## THE REQUEST
Format the listing below as a JSON list of strings with one string per line, covering the entire listing and omitting blank lines.

★ ★ ★

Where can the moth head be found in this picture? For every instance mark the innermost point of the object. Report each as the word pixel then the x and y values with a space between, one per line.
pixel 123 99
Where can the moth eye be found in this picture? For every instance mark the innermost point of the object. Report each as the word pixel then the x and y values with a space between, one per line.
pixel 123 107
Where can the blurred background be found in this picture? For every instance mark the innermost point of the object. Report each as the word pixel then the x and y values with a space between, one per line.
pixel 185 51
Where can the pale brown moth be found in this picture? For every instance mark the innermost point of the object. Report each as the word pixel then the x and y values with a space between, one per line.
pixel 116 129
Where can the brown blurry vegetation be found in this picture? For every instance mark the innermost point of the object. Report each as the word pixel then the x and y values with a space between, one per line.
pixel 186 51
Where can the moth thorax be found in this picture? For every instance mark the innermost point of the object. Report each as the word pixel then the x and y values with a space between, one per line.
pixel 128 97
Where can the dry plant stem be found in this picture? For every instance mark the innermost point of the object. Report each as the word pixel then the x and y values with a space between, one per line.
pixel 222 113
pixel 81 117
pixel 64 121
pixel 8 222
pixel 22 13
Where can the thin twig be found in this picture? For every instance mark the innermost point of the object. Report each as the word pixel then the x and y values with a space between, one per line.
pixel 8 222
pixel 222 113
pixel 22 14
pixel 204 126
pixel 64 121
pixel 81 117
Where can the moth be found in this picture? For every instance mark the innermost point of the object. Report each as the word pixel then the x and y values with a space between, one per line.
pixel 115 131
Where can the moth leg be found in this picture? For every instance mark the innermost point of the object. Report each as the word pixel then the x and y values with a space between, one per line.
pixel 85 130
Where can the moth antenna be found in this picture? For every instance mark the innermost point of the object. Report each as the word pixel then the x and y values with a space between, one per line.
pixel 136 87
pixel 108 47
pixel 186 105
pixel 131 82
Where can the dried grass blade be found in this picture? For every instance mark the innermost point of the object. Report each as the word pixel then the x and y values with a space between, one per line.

★ ★ ★

## ANSWER IN FULL
[
  "Where can the moth head be found in this picture? For every instance mark the innermost point of the object. Report each as the word pixel then the x and y values with a space between, one per line.",
  "pixel 123 99",
  "Where can the moth eye be found in this picture? For every instance mark the innermost point of the object. Report each as the word pixel then the x and y values with a space between, one per line.",
  "pixel 123 107",
  "Where can the blurred background be found in this picture? For every instance mark the innermost point of the object. Report each as the word pixel then the x and y values with a space between, one per line.",
  "pixel 185 51",
  "Where can the pale brown moth be found in this picture? For every instance mark the innermost point of the object. Report each as the word pixel then the x and y values with a space between, one per line.",
  "pixel 116 129",
  "Where can the brown blurry vegetation be found in this picture? For every instance mark the innermost point of the object. Report each as the word pixel then the x and y values with a space between, one per line.",
  "pixel 186 51",
  "Where can the moth thorax be found in this picture? For every instance mark the innermost point of the object. Report each as the word pixel then the x and y values with a space between, one per line.",
  "pixel 128 97",
  "Where can the dry plant stem be found in this picture? For every instance mark the innermost point of the object. Report each as the word pixel then the x and y values with a space between, one per line.",
  "pixel 222 113",
  "pixel 81 117",
  "pixel 64 121",
  "pixel 8 222",
  "pixel 22 13",
  "Where can the thin twig be found in this picture? For every instance mark the innermost point of the object. Report each as the word pixel then the x and y values with a space between, one per line.",
  "pixel 8 222",
  "pixel 222 113",
  "pixel 22 14",
  "pixel 204 126",
  "pixel 64 121",
  "pixel 81 117",
  "Where can the moth be found in this picture? For every instance mark the innermost point of the object. Report each as the word pixel then the x and y values with a space between, one per line.",
  "pixel 115 131",
  "Where can the moth leg be found in this picture? For every instance mark the innermost point of the object. Report each as the word pixel then the x and y values with a space between, one per line.",
  "pixel 85 130",
  "Where can the moth antenna be found in this picture? For every instance mark the innermost point of the object. Report each as the word pixel then the x and y values with a space between, one per line.",
  "pixel 136 87",
  "pixel 108 47",
  "pixel 186 105",
  "pixel 131 82",
  "Where can the dried grass blade be found in this picture? For every instance mark the innermost point of the object. Report each as the word pixel then the x and y values with a space between, one per line."
]